───── PASSAGE SHOWN
The Microscripts is a book of writings by the German author Robert Walser, a man who spent a great deal of his life in a sanitarium. Walser was unique because due to a combination of his illness and a lack of confidence he wrote in tiny marks a millimeter high on scraps of paper he found. For years after his death the scribbles were believed to be written in a code that died along with Walser, until someone realized it was actually German script so small it was barely legible. The scraps were painstakingly transcribed and sadly revealed not the ramblings of a madman but rather a real author with a real voice. These Microscripts come reproduced with color photos of the original scraps, written on the backs of receipts or in the margins of book covers, letting us look into the mind of the tortured artist.
──────────
GIVEN PROBLEM 1 >> Rewrite the passage about Robert Walser's Microscripts, starting at "The Microscripts is" and ending at "the tortured artist.", with "scraps" changed to "fragments".
GIVEN PROBLEM 2 >> Summarize the passage about Robert Walser's Microscripts in two sentences.
───── PROVIDED MATERIAL
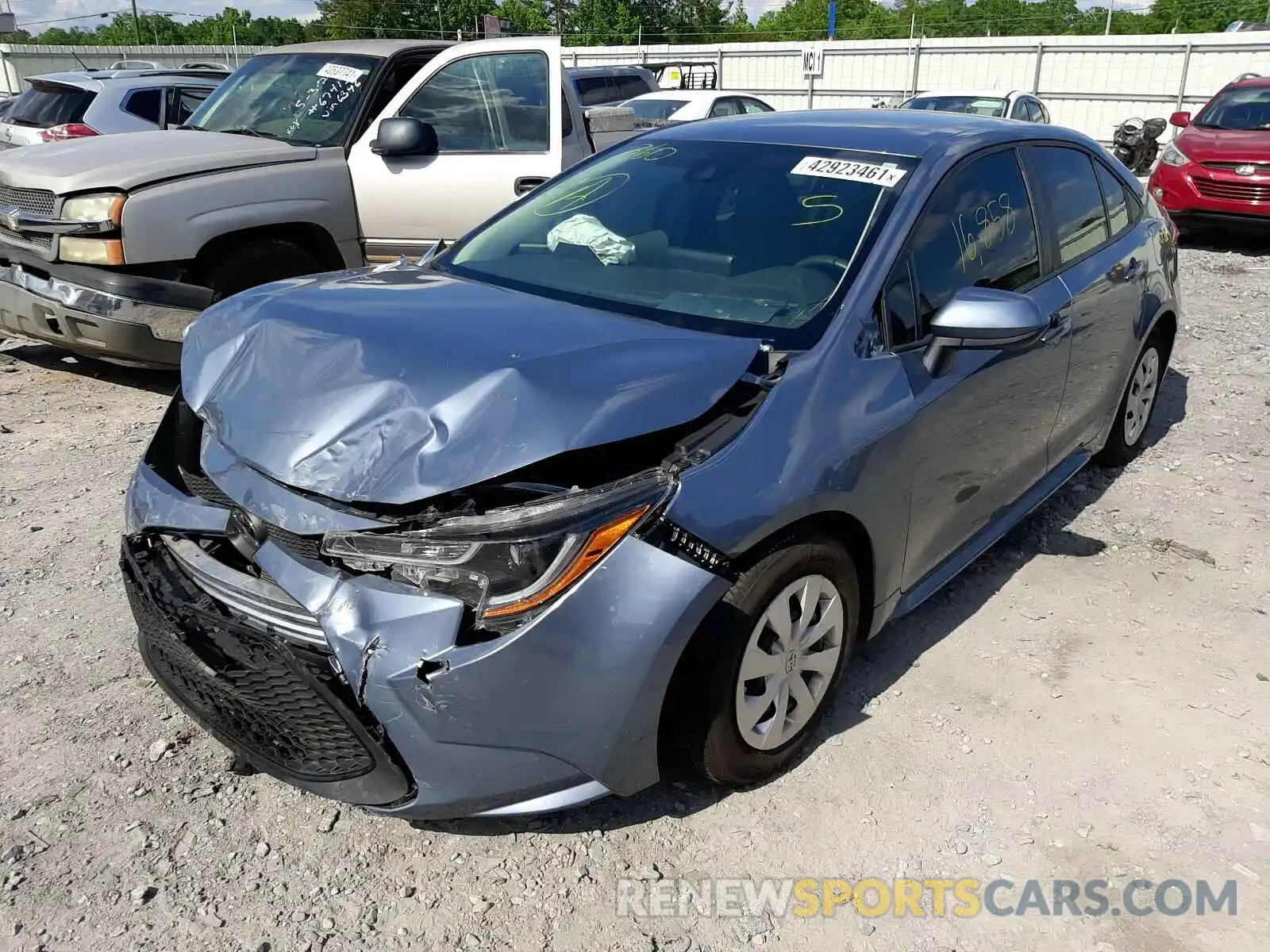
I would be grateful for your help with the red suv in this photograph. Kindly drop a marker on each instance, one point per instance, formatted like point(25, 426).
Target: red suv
point(1217, 169)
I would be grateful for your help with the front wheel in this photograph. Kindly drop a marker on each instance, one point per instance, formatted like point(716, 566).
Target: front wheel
point(768, 660)
point(1137, 405)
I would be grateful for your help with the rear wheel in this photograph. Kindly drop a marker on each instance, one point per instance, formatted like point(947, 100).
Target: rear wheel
point(768, 660)
point(1137, 405)
point(257, 262)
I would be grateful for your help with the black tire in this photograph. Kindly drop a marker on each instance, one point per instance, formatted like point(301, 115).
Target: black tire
point(258, 262)
point(705, 715)
point(1119, 448)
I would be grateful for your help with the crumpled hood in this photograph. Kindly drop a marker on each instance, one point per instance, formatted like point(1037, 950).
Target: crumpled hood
point(133, 159)
point(393, 385)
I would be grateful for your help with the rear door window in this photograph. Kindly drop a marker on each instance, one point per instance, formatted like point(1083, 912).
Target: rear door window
point(48, 105)
point(1075, 198)
point(630, 86)
point(978, 230)
point(594, 90)
point(145, 105)
point(182, 102)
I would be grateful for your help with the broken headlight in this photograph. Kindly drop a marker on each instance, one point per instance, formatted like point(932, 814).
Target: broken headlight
point(507, 562)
──────────
PROBLEM SOLUTION 1 >>
The Microscripts is a book of writings by the German author Robert Walser, a man who spent a great deal of his life in a sanitarium. Walser was unique because due to a combination of his illness and a lack of confidence he wrote in tiny marks a millimeter high on fragments of paper he found. For years after his death the scribbles were believed to be written in a code that died along with Walser, until someone realized it was actually German script so small it was barely legible. The fragments were painstakingly transcribed and sadly revealed not the ramblings of a madman but rather a real author with a real voice. These Microscripts come reproduced with color photos of the original fragments, written on the backs of receipts or in the margins of book covers, letting us look into the mind of the tortured artist.

PROBLEM SOLUTION 2 >> Robert Walser, a German author who spent much of his life in a sanitarium, wrote in tiny marks a millimeter high on found scraps of paper, and these were long thought to be a code until someone realized they were German script. Once transcribed, the writings showed a real author with a real voice, and The Microscripts reproduces them with color photos of the original scraps.